RAW DATA:
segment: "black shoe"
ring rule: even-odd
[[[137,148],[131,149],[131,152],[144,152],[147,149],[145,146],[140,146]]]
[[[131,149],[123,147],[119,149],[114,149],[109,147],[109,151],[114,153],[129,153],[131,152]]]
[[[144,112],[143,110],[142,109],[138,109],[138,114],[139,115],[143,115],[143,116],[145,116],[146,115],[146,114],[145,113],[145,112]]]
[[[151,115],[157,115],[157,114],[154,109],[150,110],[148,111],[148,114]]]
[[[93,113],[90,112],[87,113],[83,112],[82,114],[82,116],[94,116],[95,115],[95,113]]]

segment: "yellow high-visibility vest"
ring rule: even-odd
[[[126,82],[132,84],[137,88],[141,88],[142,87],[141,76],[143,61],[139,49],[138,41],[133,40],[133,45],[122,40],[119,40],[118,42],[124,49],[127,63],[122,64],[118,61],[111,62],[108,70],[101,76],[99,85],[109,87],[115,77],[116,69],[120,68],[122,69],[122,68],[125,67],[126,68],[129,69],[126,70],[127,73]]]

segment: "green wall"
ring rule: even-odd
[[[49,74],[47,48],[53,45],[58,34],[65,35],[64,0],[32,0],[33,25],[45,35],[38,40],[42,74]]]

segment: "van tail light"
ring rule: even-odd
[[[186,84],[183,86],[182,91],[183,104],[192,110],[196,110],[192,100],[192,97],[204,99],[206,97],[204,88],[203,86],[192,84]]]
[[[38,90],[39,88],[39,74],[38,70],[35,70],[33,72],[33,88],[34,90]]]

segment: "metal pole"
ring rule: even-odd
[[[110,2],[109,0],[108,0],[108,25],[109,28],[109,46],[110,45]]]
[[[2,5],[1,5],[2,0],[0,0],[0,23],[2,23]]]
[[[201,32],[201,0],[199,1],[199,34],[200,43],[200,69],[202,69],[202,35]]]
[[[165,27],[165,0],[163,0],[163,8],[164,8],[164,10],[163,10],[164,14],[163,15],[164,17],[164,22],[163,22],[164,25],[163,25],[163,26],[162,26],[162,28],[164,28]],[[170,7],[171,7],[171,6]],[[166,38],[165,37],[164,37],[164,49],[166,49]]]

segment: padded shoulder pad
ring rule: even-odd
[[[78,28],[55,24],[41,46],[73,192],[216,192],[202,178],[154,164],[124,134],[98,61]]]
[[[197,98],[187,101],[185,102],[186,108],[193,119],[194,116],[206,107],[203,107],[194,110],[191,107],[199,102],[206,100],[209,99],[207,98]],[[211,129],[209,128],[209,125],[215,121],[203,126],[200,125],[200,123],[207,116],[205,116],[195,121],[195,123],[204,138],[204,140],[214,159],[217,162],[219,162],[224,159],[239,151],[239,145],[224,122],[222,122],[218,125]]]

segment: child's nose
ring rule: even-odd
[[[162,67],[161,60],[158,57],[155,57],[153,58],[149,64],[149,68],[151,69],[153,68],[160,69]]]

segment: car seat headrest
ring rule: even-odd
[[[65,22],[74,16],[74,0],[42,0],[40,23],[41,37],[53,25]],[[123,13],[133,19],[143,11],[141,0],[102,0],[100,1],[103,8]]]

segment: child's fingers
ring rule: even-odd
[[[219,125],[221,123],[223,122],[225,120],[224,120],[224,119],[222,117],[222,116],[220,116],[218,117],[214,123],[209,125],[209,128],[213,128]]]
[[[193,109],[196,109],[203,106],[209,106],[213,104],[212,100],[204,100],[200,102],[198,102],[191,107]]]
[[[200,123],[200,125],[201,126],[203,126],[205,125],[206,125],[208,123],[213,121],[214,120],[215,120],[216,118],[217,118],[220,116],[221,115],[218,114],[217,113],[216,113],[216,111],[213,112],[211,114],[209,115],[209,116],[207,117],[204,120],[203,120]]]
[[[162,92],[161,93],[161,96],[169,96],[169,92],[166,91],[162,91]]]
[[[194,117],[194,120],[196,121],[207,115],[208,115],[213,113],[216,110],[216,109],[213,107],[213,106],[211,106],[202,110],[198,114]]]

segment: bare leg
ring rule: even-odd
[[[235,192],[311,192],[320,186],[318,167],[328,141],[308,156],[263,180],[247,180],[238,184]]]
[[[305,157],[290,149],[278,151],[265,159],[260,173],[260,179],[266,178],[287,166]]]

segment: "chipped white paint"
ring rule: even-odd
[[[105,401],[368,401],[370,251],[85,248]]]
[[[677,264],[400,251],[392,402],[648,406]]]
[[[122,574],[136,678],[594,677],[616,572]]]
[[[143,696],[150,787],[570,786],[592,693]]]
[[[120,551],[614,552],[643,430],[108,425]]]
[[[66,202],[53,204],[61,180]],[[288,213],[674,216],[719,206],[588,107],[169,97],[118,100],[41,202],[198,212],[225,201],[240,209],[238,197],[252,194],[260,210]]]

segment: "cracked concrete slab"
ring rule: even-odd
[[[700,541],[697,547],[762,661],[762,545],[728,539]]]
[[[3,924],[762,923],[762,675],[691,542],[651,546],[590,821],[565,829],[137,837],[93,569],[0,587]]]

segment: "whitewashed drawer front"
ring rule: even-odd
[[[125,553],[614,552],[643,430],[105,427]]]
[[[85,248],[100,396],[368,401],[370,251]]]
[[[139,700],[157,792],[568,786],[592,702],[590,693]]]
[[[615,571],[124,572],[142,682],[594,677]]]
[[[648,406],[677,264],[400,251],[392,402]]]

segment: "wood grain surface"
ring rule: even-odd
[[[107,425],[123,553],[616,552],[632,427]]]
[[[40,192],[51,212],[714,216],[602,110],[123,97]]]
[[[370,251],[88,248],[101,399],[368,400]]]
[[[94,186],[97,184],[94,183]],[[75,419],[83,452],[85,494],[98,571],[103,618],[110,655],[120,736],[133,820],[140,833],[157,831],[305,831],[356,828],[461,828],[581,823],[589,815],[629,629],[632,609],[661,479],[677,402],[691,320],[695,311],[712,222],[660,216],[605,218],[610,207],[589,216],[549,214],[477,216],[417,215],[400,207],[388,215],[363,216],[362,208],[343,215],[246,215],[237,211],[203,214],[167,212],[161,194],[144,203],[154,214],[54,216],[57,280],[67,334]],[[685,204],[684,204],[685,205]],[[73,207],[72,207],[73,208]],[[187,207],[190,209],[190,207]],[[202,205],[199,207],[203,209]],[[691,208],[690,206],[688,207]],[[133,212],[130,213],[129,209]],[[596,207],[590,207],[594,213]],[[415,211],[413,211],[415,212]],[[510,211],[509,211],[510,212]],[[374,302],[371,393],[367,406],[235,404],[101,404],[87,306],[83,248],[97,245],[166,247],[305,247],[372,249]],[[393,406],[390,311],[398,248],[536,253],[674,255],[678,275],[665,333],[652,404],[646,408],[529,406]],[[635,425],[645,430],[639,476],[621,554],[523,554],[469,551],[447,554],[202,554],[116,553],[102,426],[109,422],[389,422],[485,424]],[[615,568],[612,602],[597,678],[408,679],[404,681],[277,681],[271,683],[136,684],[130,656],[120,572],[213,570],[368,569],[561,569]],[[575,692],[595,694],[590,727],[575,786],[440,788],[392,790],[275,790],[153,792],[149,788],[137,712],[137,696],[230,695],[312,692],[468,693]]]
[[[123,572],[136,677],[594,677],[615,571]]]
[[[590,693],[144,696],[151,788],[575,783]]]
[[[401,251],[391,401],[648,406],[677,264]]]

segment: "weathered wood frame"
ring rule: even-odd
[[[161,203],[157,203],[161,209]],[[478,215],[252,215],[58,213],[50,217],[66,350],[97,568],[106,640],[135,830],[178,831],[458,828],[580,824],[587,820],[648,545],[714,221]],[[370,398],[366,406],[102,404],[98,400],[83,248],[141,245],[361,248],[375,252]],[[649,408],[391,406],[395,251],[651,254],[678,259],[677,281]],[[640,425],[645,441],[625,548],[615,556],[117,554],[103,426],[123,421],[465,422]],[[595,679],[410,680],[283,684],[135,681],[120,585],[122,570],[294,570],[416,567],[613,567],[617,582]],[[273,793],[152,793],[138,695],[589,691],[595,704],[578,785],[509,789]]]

INSTRUCTIONS TO FOLLOW: Gather every line in the rows above that contains the string "wood". Case counts.

RESPONSE BELOW:
segment: "wood grain surface"
segment: "weathered wood frame"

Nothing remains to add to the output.